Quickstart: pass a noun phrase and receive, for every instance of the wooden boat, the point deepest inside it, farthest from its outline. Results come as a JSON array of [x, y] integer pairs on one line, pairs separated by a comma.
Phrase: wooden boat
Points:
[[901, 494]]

━━━━━━━━

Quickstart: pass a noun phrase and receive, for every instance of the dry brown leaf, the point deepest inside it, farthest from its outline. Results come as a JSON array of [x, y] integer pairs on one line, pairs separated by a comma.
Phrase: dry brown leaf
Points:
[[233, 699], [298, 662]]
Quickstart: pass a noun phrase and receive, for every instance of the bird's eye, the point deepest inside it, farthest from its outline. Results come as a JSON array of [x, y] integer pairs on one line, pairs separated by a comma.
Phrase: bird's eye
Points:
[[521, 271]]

━━━━━━━━

Problema planteado => Extrae de los registros, sin cambiar nada, todas las líneas desde la que contiene "of the wooden" hasta la que contiene "[[901, 494]]", ambas incluidas.

Resultado obtenido =>
Quickstart: pass a noun phrase and receive, for every instance of the wooden boat, the point deepest inside it, farthest from its outline. Results come as a JSON array of [x, y] integer pairs on one line, pairs separated by a comma.
Phrase: wooden boat
Points:
[[901, 494]]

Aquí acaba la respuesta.